[Opening Information section]

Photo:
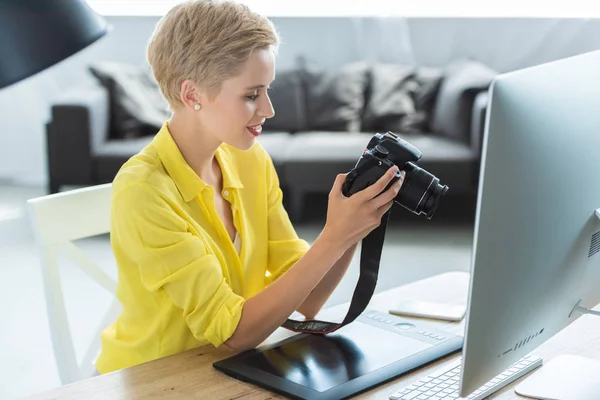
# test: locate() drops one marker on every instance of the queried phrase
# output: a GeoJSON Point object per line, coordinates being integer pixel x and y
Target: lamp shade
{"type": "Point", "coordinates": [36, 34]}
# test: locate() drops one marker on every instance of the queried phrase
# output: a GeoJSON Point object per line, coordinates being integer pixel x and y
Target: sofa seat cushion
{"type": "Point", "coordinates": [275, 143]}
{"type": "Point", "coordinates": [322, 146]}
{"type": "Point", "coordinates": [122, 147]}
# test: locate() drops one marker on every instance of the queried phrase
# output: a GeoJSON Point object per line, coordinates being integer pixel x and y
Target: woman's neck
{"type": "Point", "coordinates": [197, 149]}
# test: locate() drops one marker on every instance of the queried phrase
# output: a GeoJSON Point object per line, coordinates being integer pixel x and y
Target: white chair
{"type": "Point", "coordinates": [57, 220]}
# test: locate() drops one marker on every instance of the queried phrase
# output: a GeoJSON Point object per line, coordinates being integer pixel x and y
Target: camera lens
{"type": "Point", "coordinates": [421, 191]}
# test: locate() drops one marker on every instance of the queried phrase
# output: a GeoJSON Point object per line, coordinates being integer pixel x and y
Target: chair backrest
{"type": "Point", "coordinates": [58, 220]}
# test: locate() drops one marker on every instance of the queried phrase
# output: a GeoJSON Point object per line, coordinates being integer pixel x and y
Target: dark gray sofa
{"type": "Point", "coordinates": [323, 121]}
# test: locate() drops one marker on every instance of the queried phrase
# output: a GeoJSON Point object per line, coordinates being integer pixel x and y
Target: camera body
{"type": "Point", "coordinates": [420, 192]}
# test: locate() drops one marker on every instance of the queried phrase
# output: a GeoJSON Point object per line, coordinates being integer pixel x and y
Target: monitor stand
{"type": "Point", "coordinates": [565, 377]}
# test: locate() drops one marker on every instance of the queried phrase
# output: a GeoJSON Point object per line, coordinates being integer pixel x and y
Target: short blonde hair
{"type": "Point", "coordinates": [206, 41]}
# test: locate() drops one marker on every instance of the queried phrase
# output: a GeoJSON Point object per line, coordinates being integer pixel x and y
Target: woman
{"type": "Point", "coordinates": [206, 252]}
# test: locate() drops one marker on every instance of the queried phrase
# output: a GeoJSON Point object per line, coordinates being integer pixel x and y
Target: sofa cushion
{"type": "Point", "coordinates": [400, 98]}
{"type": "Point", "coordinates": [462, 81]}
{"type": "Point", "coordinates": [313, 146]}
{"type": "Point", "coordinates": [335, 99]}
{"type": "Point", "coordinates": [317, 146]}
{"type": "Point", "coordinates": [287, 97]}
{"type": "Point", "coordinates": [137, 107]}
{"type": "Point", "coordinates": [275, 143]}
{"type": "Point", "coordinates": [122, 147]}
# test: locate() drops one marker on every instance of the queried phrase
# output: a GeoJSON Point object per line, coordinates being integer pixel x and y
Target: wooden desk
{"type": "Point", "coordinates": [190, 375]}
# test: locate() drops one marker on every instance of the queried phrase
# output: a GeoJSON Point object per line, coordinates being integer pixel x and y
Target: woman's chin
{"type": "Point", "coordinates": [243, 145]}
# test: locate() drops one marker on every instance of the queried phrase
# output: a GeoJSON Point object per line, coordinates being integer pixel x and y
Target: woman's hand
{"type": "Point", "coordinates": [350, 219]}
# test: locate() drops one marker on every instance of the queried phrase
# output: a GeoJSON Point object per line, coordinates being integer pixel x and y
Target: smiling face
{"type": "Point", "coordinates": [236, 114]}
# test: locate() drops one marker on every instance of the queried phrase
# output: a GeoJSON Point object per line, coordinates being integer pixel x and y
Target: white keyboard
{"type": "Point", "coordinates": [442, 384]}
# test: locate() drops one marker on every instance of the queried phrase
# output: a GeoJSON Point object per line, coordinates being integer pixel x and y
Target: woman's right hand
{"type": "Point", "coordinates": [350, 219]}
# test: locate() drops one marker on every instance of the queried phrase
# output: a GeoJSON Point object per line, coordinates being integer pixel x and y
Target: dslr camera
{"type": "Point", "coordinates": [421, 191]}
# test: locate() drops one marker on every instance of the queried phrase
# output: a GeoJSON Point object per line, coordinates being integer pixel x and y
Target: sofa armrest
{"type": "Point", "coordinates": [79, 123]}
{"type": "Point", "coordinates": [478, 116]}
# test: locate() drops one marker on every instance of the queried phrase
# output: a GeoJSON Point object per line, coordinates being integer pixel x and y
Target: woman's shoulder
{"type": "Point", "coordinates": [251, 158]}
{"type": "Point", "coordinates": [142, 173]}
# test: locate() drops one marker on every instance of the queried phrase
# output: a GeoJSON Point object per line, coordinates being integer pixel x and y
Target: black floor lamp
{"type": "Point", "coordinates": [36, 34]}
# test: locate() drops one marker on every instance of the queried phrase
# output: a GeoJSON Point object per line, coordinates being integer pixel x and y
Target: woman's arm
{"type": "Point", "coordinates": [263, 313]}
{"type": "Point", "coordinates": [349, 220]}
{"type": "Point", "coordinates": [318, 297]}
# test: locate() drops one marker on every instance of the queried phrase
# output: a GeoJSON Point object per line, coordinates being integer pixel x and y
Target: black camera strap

[Closing Information section]

Aim of the exercise => Retype the entire listing exactly as it appears, dropping only the pictures.

Solved exercise =>
Photo:
# test: locate() drops one marker on every instance of the queried phrase
# output: a GeoJSON Point object per line, coordinates being integer pixel x and y
Target: lamp shade
{"type": "Point", "coordinates": [36, 34]}
# test: locate() drops one marker on every instance of the queried phrase
# output: a GeoJSON Point object per line, coordinates being integer pixel x and y
Target: sofa seat cushion
{"type": "Point", "coordinates": [275, 143]}
{"type": "Point", "coordinates": [322, 146]}
{"type": "Point", "coordinates": [122, 147]}
# test: locate() drops one marker on every instance of the queried phrase
# output: a GeoJSON Point object per line, coordinates being integer pixel x and y
Target: woman's neck
{"type": "Point", "coordinates": [197, 149]}
# test: locate() drops one marker on every instance of the queried phrase
# output: a GeoJSON Point object per line, coordinates being integer pixel x and y
Target: white chair
{"type": "Point", "coordinates": [57, 220]}
# test: locate() drops one marker on every instance of the queried phrase
# output: a GeoJSON Point object per line, coordinates being integer pixel x and y
Target: camera lens
{"type": "Point", "coordinates": [421, 191]}
# test: locate() drops one marker on every instance of the queried phrase
# output: a GeoJSON Point object per line, coordinates being integer pixel x and y
Target: chair backrest
{"type": "Point", "coordinates": [58, 220]}
# test: locate() drops one marker on every instance of the queried phrase
# output: a GeoJSON Point object per line, coordinates being integer pixel x and y
Target: dark gray sofa
{"type": "Point", "coordinates": [323, 121]}
# test: locate() drops one marker on every instance of the queried phrase
# output: a GeoJSON Point object per line, coordinates being integer pixel x and y
Target: camera body
{"type": "Point", "coordinates": [420, 192]}
# test: locate() drops one marker on every instance of the queried phrase
# output: a GeoJSON Point object per line, coordinates being integer pixel x and y
Target: monitor stand
{"type": "Point", "coordinates": [565, 377]}
# test: locate() drops one marker on every instance of the queried phrase
# output: a GeoJSON Point object per line, coordinates being integer pixel x and y
Target: short blonde hair
{"type": "Point", "coordinates": [206, 41]}
# test: locate() drops one marker on every instance of the queried phrase
# output: a GeoJSON Point object per line, coordinates being integer pixel x and y
Target: woman
{"type": "Point", "coordinates": [206, 252]}
# test: locate() drops one marker on every instance of the queried phrase
# output: a GeoJSON Point object per line, coordinates being integer pixel x and y
Target: sofa cushion
{"type": "Point", "coordinates": [400, 98]}
{"type": "Point", "coordinates": [462, 81]}
{"type": "Point", "coordinates": [313, 146]}
{"type": "Point", "coordinates": [335, 99]}
{"type": "Point", "coordinates": [317, 146]}
{"type": "Point", "coordinates": [287, 97]}
{"type": "Point", "coordinates": [137, 107]}
{"type": "Point", "coordinates": [275, 143]}
{"type": "Point", "coordinates": [122, 147]}
# test: locate() drops one marker on every instance of the queried phrase
# output: a GeoJSON Point object per line, coordinates being integer pixel x and y
Target: wooden desk
{"type": "Point", "coordinates": [190, 375]}
# test: locate() drops one marker on every instance of the queried phrase
# output: a GeoJSON Point object per line, coordinates being integer pixel x and y
Target: woman's chin
{"type": "Point", "coordinates": [243, 145]}
# test: locate() drops one marker on every instance of the queried phrase
# output: a GeoJSON Point object per line, coordinates being integer pixel x and y
Target: woman's hand
{"type": "Point", "coordinates": [350, 219]}
# test: locate() drops one marker on every instance of the queried phrase
# output: a GeoJSON Point object per line, coordinates being integer pixel x and y
Target: smiling face
{"type": "Point", "coordinates": [236, 114]}
# test: locate() drops one marker on every instance of the queried phrase
# output: a GeoJSON Point object per line, coordinates being integer pixel x and y
Target: white keyboard
{"type": "Point", "coordinates": [442, 384]}
# test: locate() drops one marker on every instance of the queried phrase
# output: a GeoJSON Point object per line, coordinates being integer pixel x and y
Target: woman's right hand
{"type": "Point", "coordinates": [350, 219]}
# test: locate() drops one marker on every instance of the queried phrase
# output: a GeoJSON Point object per line, coordinates being integer pixel x and y
Target: dslr camera
{"type": "Point", "coordinates": [421, 191]}
# test: locate() drops one marker on every instance of the queried phrase
# output: a GeoJSON Point object per line, coordinates being integer pixel x and y
Target: sofa armrest
{"type": "Point", "coordinates": [79, 123]}
{"type": "Point", "coordinates": [478, 116]}
# test: locate() drops one marker on every instance of the queried phrase
# output: a GeoJSON Point object per line, coordinates being integer pixel x and y
Target: woman's shoulder
{"type": "Point", "coordinates": [251, 158]}
{"type": "Point", "coordinates": [142, 173]}
# test: locate() drops one marker on every instance of the queried phrase
# output: a GeoJSON Point object per line, coordinates being integer pixel x and y
Target: black floor lamp
{"type": "Point", "coordinates": [36, 34]}
# test: locate() drops one marker on every instance of the queried phrase
# output: a GeoJSON Point object per line, coordinates being integer pixel x and y
Target: woman's arm
{"type": "Point", "coordinates": [263, 313]}
{"type": "Point", "coordinates": [349, 220]}
{"type": "Point", "coordinates": [318, 297]}
# test: locate() drops one marker on every instance of the queried phrase
# output: a GeoJSON Point object per line, coordinates being integer pixel x and y
Target: black camera strap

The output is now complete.